#### WHAT YOU HAVE TO DO
Leaving out any pictures, transcribe every record exactly.

== EXERCISE INPUTS

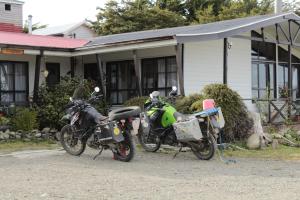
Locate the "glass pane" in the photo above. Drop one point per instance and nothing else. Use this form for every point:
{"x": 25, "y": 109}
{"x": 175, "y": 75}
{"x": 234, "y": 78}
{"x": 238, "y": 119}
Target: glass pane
{"x": 7, "y": 97}
{"x": 21, "y": 97}
{"x": 114, "y": 97}
{"x": 271, "y": 75}
{"x": 172, "y": 79}
{"x": 20, "y": 77}
{"x": 161, "y": 80}
{"x": 161, "y": 65}
{"x": 262, "y": 76}
{"x": 254, "y": 76}
{"x": 171, "y": 64}
{"x": 7, "y": 76}
{"x": 255, "y": 94}
{"x": 280, "y": 76}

====

#### OUTPUT FOR THIS TASK
Locate the "glass pane" in the photo above. Drop one point per instance and nothing else. Use this form for every point:
{"x": 25, "y": 109}
{"x": 175, "y": 75}
{"x": 234, "y": 78}
{"x": 238, "y": 119}
Target: glass pane
{"x": 7, "y": 97}
{"x": 21, "y": 97}
{"x": 114, "y": 97}
{"x": 271, "y": 75}
{"x": 172, "y": 79}
{"x": 20, "y": 77}
{"x": 161, "y": 80}
{"x": 161, "y": 65}
{"x": 262, "y": 76}
{"x": 254, "y": 76}
{"x": 171, "y": 64}
{"x": 7, "y": 76}
{"x": 255, "y": 94}
{"x": 280, "y": 76}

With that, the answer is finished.